任务要求:
1. 在关于bobhash的帖子里，Bob优化第二版hash后，速度提高了多少？
2. 请从关于bobhash的帖子停下的地方接着往下写。

阅读材料:
更快bobhash, 比time33快 (memcached也使用)

熬死你的 · 发表于 2015-9-1 04:01:18

　　http://burtleburtle.net/bob/hash/doobs.html
　　Bob优化它的第二版本hash, 速度提高了3倍，http://burtleburtle.net/bob/c/lookup3.c
　　下面我提取的一个变长key, 小端版本(intel机器)

　　#include <stdint.h>    /* defines uint32_t etc */
#include <sys/param.h>  /* attempt to define endianness */
#ifdef linux
# include <endian.h> /* attempt to define endianness */
#endif
　　/*
* My best guess at if you are big-endian or little-endian.  This may
* need adjustment.
*/
#if (defined(__BYTE_ORDER) && defined(__LITTLE_ENDIAN) && \
   __BYTE_ORDER == __LITTLE_ENDIAN) || \
(defined(i386) || defined(__i386__) || defined(__i486__) || \
   defined(__i586__) || defined(__i686__) || defined(vax) || defined(MIPSEL))

数据摘录:
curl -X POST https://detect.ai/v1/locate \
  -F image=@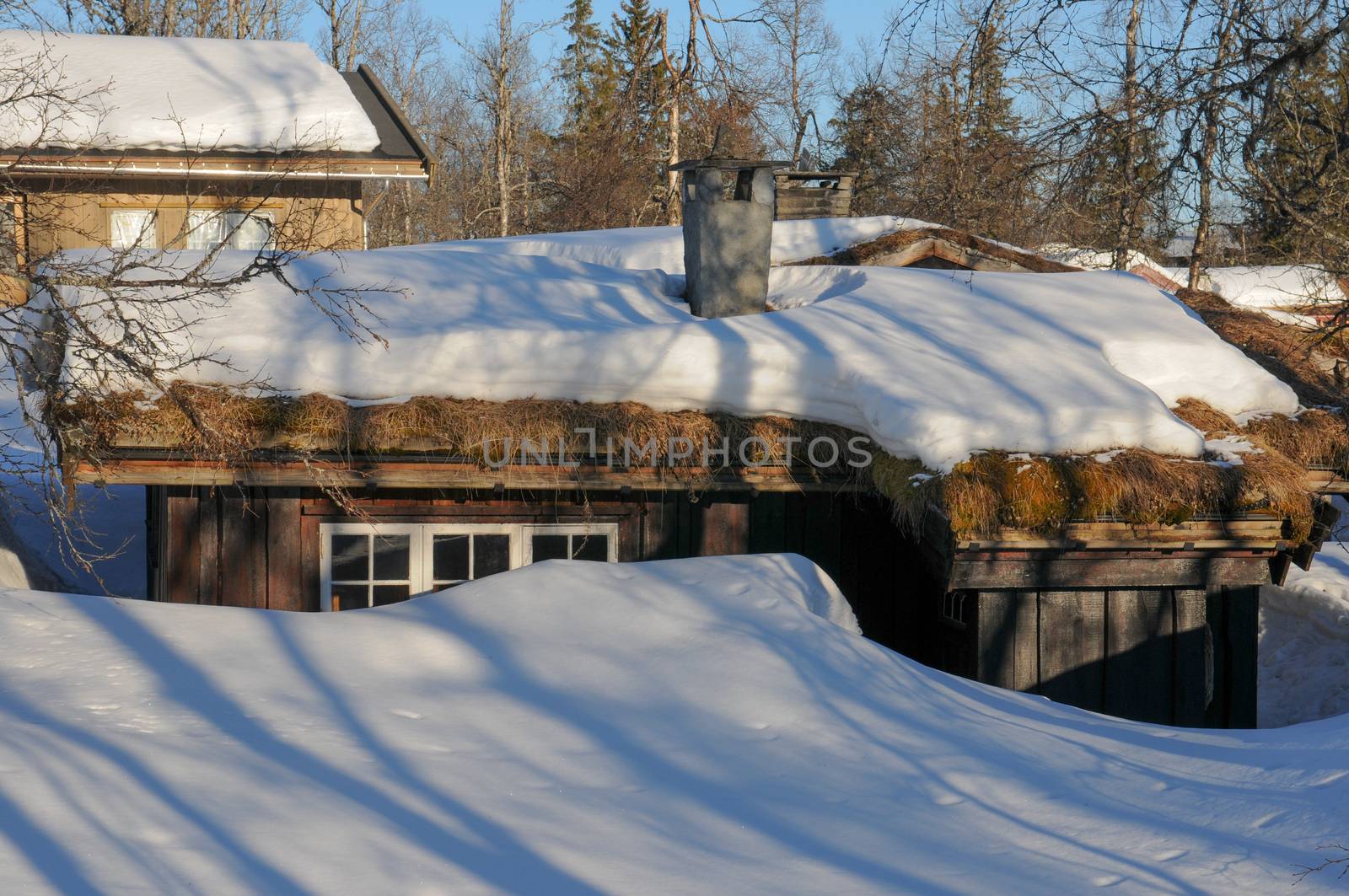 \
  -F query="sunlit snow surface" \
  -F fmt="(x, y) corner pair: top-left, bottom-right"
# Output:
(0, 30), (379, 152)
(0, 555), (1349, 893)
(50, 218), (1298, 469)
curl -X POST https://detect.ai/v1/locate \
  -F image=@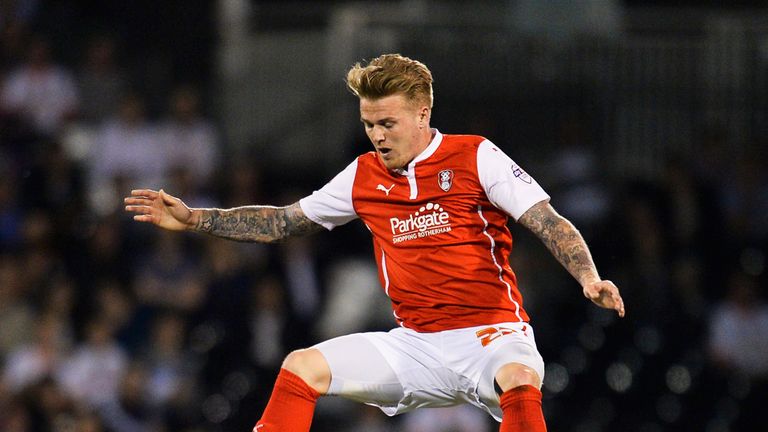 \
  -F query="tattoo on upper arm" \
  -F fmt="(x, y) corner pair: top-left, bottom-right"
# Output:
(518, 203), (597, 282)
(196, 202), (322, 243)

...

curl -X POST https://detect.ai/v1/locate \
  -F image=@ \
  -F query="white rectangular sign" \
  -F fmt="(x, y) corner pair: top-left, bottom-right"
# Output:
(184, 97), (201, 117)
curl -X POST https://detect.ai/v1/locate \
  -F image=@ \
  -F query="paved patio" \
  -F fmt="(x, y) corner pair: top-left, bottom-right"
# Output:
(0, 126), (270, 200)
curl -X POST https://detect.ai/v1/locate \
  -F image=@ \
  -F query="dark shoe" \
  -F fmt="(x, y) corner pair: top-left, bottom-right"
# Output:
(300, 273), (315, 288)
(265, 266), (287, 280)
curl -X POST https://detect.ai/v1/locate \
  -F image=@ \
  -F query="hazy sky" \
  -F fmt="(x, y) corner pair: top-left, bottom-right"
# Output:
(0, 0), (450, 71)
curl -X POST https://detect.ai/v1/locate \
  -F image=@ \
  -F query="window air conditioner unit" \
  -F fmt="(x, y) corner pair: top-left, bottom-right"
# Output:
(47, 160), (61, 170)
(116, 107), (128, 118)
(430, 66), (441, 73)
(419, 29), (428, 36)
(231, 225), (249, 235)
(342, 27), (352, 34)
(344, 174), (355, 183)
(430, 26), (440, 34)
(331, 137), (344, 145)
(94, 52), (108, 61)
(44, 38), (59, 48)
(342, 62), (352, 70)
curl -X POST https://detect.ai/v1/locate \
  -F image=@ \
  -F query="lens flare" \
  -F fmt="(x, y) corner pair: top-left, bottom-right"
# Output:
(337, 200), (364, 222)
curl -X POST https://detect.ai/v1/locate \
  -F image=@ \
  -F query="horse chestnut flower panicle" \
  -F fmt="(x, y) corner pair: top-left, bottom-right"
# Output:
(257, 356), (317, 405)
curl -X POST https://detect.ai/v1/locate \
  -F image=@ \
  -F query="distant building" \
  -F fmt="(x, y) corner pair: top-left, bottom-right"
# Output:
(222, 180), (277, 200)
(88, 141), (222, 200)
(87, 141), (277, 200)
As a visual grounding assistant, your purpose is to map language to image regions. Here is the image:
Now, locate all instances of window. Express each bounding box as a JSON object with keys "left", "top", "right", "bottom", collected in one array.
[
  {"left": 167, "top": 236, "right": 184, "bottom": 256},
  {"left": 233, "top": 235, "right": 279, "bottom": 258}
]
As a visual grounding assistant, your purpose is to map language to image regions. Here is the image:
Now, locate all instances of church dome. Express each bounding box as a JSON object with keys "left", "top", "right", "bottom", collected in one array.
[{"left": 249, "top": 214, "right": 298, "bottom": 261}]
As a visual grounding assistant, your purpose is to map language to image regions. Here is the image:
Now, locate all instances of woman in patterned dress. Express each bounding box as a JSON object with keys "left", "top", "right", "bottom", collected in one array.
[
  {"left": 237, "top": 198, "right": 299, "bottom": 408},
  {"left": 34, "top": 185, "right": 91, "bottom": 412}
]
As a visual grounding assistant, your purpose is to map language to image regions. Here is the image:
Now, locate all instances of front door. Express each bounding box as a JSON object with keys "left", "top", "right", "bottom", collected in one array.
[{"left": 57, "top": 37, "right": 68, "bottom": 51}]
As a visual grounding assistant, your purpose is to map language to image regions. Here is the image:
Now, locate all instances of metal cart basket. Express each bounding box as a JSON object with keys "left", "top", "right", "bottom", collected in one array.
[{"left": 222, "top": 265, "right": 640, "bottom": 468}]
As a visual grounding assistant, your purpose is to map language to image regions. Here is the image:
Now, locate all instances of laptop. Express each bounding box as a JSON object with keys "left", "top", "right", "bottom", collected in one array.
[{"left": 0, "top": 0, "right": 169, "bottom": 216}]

逐题答案:
1. 速度提高了3倍。

2.
# define HASH_LITTLE_ENDIAN 1
# define HASH_BIG_ENDIAN 0
#elif (defined(__BYTE_ORDER) && defined(__BIG_ENDIAN) && \
   __BYTE_ORDER == __BIG_ENDIAN) || \
   (defined(sparc) || defined(POWERPC) || defined(mc68000) || defined(sel))
# define HASH_LITTLE_ENDIAN 0
# define HASH_BIG_ENDIAN 1
#else
# define HASH_LITTLE_ENDIAN 0
# define HASH_BIG_ENDIAN 0
#endif
　　
　　#define hashsize(n) ((uint32_t)1<<(n))
#define hashmask(n) (hashsize(n)-1)
#define rot(x,k) (((x)<<(k)) | ((x)>>(32-(k))))
　　
#define mix(a,b,c) \
{ \
  a -= c;  a ^= rot(c, 4);  c += b; \
  b -= a;  b ^= rot(a, 6);  a += c; \
  c -= b;  c ^= rot(b, 8);  b += a; \
  a -= c;  a ^= rot(c,16);  c += b; \
  b -= a;  b ^= rot(a,19);  a += c; \
  c -= b;  c ^= rot(b, 4);  b += a; \
}
　　#define final(a,b,c) \
{ \
  c ^= b; c -= rot(b,14); \
  a ^= c; a -= rot(c,11); \
  b ^= a; b -= rot(a,25); \
  c ^= b; c -= rot(b,16); \
  a ^= c; a -= rot(c,4);  \
  b ^= a; b -= rot(a,14); \
  c ^= b; c -= rot(b,24); \
}
　　
uint32_t bob_hash( const void *key, size_t length, uint32_t initval)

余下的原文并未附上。